What you are asked to do: Could you filter the data below down to the lines that hold the word "loose"?

Records shown:

•••

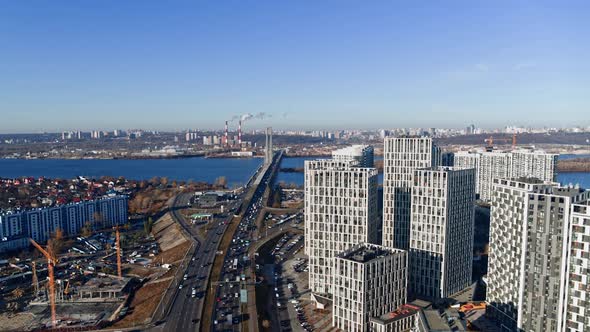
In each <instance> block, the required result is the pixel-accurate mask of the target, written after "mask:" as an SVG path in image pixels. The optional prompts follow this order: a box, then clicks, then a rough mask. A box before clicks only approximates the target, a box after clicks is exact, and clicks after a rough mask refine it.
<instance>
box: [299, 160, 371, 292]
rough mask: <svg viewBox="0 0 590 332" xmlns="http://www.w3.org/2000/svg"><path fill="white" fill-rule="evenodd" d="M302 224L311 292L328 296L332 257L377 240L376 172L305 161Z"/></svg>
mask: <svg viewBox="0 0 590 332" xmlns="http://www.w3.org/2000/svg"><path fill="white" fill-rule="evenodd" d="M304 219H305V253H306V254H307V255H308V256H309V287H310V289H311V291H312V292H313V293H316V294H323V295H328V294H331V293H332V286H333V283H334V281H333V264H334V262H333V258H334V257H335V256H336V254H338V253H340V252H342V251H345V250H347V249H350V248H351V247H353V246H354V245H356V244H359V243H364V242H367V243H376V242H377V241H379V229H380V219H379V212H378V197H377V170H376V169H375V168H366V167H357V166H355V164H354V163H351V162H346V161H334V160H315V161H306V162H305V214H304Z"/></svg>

•••

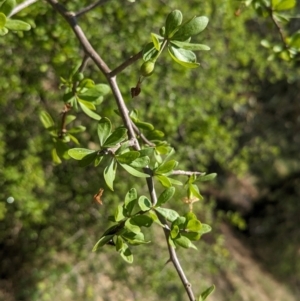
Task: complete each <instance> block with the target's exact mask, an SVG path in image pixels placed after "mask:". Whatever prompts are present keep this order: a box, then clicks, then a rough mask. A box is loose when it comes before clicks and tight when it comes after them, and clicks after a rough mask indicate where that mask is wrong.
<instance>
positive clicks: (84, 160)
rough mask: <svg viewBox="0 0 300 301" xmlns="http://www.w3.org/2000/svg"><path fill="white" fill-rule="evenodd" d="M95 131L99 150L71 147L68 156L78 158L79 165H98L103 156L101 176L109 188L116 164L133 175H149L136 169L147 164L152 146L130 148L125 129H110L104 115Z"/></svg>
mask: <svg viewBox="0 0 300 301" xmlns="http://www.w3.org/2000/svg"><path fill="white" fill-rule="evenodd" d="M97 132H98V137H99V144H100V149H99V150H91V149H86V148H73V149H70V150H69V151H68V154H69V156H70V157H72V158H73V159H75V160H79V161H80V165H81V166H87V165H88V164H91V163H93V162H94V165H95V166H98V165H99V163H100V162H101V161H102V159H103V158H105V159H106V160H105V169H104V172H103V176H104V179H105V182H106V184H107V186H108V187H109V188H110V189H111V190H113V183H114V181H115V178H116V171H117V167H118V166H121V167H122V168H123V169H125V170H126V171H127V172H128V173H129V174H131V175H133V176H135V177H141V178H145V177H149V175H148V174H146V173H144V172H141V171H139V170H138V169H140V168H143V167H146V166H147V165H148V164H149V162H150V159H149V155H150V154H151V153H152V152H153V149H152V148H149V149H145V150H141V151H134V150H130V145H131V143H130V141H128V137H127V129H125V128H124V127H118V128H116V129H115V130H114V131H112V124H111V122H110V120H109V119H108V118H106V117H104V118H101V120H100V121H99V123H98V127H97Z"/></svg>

•••

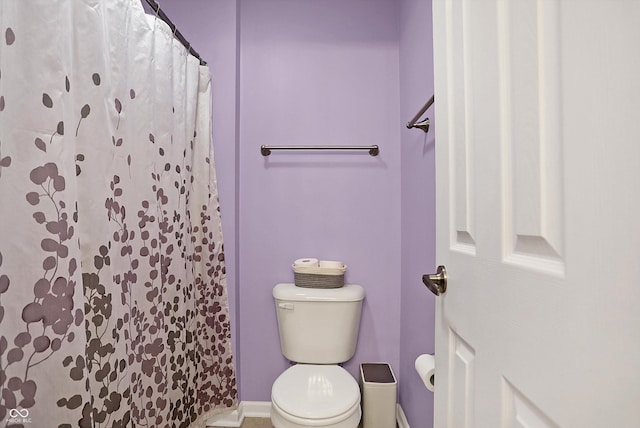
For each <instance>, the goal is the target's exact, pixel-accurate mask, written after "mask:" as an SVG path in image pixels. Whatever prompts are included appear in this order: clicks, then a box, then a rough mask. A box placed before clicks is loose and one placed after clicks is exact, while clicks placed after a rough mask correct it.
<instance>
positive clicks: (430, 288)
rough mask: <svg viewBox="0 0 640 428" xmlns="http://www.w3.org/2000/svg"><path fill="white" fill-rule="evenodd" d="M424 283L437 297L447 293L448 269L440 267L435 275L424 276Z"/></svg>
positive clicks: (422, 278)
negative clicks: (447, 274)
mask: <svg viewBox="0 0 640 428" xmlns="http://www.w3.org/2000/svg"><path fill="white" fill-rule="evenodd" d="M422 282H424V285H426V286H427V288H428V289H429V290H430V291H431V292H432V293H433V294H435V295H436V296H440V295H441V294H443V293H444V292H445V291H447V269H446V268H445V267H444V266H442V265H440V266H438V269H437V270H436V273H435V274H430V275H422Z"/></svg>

•••

Written response:
Task: complete each <instance> block with the target's exact mask, an SVG path in image pixels placed after "mask:". Whatever prompts are present keep this order: a box, then clicks, then a rough mask. A box is loose when it comes before clicks and tight when it comes after them, and clicks after a rough mask indicate where that mask is wrong.
For each <instance>, the goal is the target's exact, pixel-accurate mask, written after "mask:" as an SVG path in image pixels. Whatever prompts are included appear in this order: clicks, then a box, then a rough mask. A box placed before clicks is loose and one placed after clicks is exact, while clicks placed after a rough mask correct it.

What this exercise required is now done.